%%

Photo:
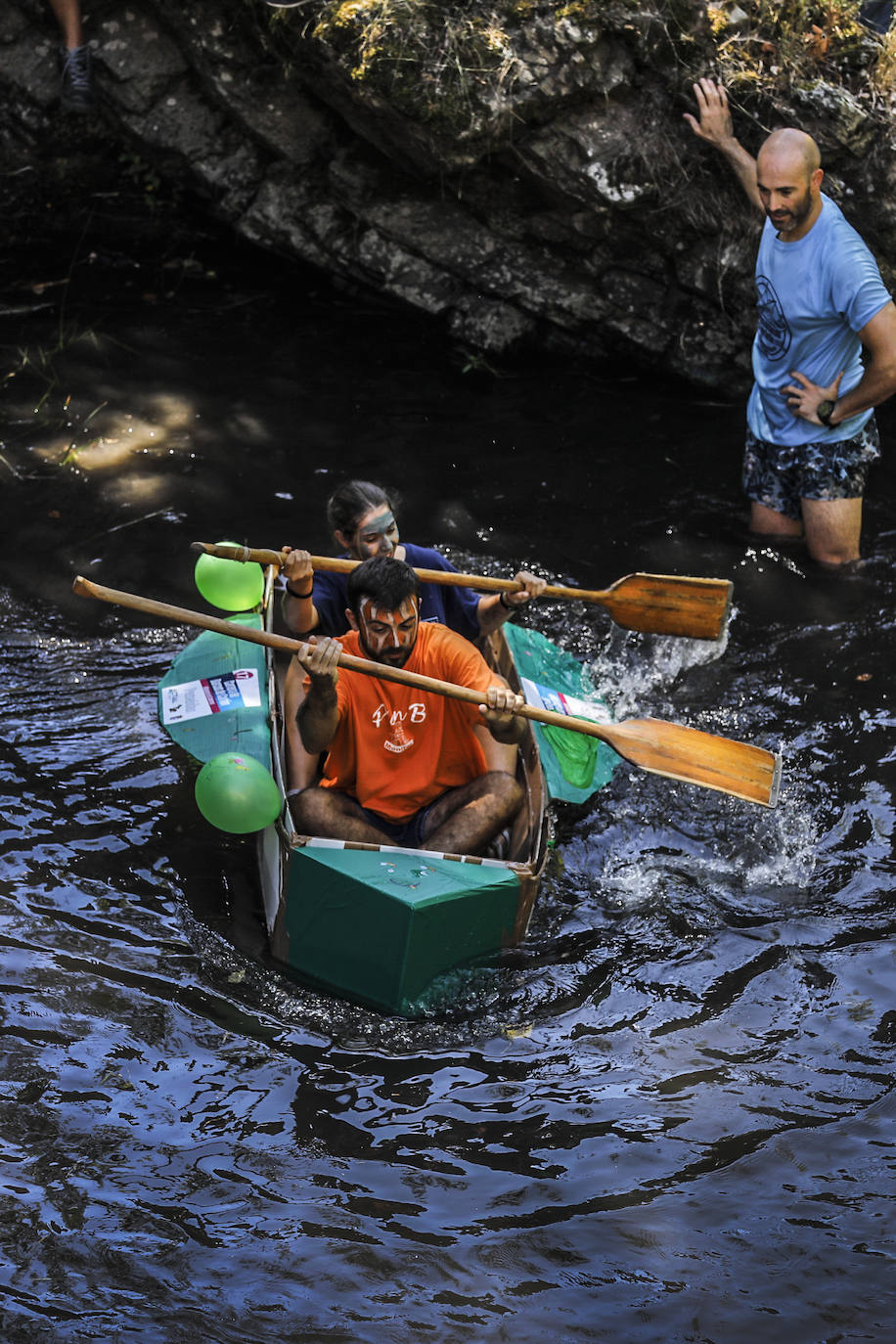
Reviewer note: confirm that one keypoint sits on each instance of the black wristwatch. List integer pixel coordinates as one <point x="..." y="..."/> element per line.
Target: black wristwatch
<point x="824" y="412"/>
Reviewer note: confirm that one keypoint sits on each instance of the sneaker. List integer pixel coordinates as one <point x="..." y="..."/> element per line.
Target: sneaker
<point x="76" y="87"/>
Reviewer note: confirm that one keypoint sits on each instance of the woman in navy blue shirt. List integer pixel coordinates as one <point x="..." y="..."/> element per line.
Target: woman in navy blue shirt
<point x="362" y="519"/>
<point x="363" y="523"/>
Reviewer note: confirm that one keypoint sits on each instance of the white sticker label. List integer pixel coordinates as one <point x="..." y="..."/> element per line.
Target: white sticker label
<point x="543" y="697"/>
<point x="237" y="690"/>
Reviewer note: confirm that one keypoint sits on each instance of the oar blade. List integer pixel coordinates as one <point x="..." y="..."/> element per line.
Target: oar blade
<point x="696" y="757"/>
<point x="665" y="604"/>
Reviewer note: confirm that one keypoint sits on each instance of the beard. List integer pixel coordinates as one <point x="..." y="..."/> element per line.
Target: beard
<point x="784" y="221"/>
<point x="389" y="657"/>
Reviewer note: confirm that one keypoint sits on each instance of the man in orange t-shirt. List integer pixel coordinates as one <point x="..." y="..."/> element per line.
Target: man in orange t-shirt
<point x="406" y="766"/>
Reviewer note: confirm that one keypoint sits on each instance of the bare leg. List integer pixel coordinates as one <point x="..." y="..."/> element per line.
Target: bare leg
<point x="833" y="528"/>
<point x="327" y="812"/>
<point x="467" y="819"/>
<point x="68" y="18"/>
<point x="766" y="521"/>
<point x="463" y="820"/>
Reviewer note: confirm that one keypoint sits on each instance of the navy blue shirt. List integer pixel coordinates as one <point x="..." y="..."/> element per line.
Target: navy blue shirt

%%

Copy every entry word for word, but omit the pictures.

● **Task solution**:
Photo:
Reviewer note: confirm that one keypoint sits on each instance of the black wristwatch. List integer pixel coordinates as one <point x="..." y="..."/> element per line.
Target: black wristwatch
<point x="824" y="412"/>
Reviewer note: confirm that one keypoint sits on each instance of the sneaker. List integer pixel coordinates as one <point x="..." y="..."/> element per line.
Target: sneaker
<point x="76" y="87"/>
Reviewer note: confirm that one keypoint sits on each instance of the woman in navy blue shirt. List integer pixel coordinates as one <point x="..." y="..."/> element per line.
Target: woman in navy blue shirt
<point x="362" y="519"/>
<point x="363" y="523"/>
Reviewer note: confirm that one keypoint sits on each instance of the white sticker label. List integer pixel coordinates as one <point x="..." y="..."/> element per line.
Target: white sticker label
<point x="543" y="697"/>
<point x="237" y="690"/>
Reviewer note: confirm that one keypoint sits on each instance of the oar blade. List integer pixel coordinates as one <point x="..." y="..."/> element per line.
Target: oar blade
<point x="696" y="757"/>
<point x="665" y="604"/>
Reviewer note: confirm that one keypoint sits on each instance of the beard. List integer pixel coordinates as one <point x="..." y="..."/> element per line.
Target: beard
<point x="784" y="221"/>
<point x="389" y="657"/>
Reviewer note: confirm that one keypoint sits on each instance of the man in orange t-shirt. List integer pixel coordinates as one <point x="..." y="..."/> element per line.
Target: man in orange t-shirt
<point x="406" y="766"/>
Reviewer note: confirm that one keypoint sits on each instance of the bare leg. List integer pixel coordinates as one <point x="..." y="..."/> element per line.
Target: bare leg
<point x="833" y="528"/>
<point x="327" y="812"/>
<point x="467" y="819"/>
<point x="68" y="18"/>
<point x="766" y="521"/>
<point x="463" y="820"/>
Reviewer note: confirm that one keypoint sits on each instance of the navy blue shirt. List integer pixel coordinates as one <point x="..." y="..."/> element per line.
Target: navy blue shirt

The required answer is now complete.